Start of Document section
This post is part of a series called By the people. It explores how the Office of Homeless Services (OHS) and the Office of Open Data & Digital Transformation (ODDT) are using participatory service design methods to improve the City’s homeless prevention, diversion, and intake services. If you’re new to the series, begin with our first post.
Each year, the City of Philadelphia’s Office of Homeless Services (OHS) helps thousands of people. From providing emergency shelter to helping residents avoid eviction, OHS offers a critical safety net for at-risk Philadelphians.
For those in OHS’s Prevention, Diversion, and Intake services, being able to give people accurate, clear information is a vital service in and of itself. This is especially challenging because many OHS participants are in moments of crisis and have experienced trauma. That can make it difficult for them to absorb and process new information.
As content strategists, we were eager to help OHS strengthen their approach to offering trauma-informed “information as a service.”
The challenge
OHS access points can often be busy, crowded places. There’s a set procedure for signing in, waiting, and meeting with a staff member. Throughout the process, participants have questions.
- “Am I in the right place?”
- “What do I do first?”
- “What happens when I meet with a staff person?”
OHS wanted to create more effective communications that would answer these questions and reduce anxiety for participants. They also wanted to make sure that the information looked and sounded consistent across all the OHS access points, and that it accurately reflected the process. Finally, OHS needed materials that supported staff in their work.
End of Document section
Start of Collected material
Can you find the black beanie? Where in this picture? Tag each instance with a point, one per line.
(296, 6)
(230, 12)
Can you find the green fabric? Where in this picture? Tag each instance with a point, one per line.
End of Collected material
▶ _Given task A_
Reproduce word for word the part of the Philadelphia homeless services post that opens with the words containing "Each year, the" and closes with "process new information.".
▶ _Given task B_
Extend the Philadelphia homeless services post, picking up after its final sentence.
The lines above play no part in this work.

▶ _Task answer A_
Each year, the City of Philadelphia’s Office of Homeless Services (OHS) helps thousands of people. From providing emergency shelter to helping residents avoid eviction, OHS offers a critical safety net for at-risk Philadelphians.
For those in OHS’s Prevention, Diversion, and Intake services, being able to give people accurate, clear information is a vital service in and of itself. This is especially challenging because many OHS participants are in moments of crisis and have experienced trauma. That can make it difficult for them to absorb and process new information.

▶ _Task answer B_
The solution
As part of the larger team at the Office of Open Data and Digital Transformation (ODDT), we joined the project to help OHS address their communication needs. We worked closely with the PHL Participatory Design Lab’s service design team to do this work.
Our solution? Create a content strategy to support the prevention, diversion, and intake services at OHS.
A content strategy is simply a system to communicate the right information, at the right time, through the right channel. In our case, we needed to create a content strategy that supported trauma-informed best practices and that presented realistic options that OHS could act upon. We also needed to make sure that content stayed consistent across channels and throughout the service experience.
Our process
Creating a content strategy begins with understanding the real needs of all those involved with a service. To do that we:
- Interviewed staff to understand where, when, and how they communicated with participants.
- Gathered close to 100 artifacts—from signs and handouts to forms and brochures—that OHS used each day.
- Reviewed all content to see if it was accessible, actionable, and trauma-informed.
- Assessed and scored the content on a scale of 1–4 against each of the three measures.
- Presented our findings to key OHS staff members so they could understand how we arrived at our decisions.
Using what we learned, we developed a content strategy centered on these three pillars:
From there, we recommended ways to make the existing signs, forms, and even outgoing phone messages more helpful and trauma-informed. We also made sure that our recommendations supported the service experience across different communication channels. That included printed materials, spoken directions, and digital communications.
We took these recommendations and divided them into two categories:
- Larger projects that OHS could tackle over time. These projects included a large-scale signage campaign, brochures, handbooks, and trauma-informed care kits for staff.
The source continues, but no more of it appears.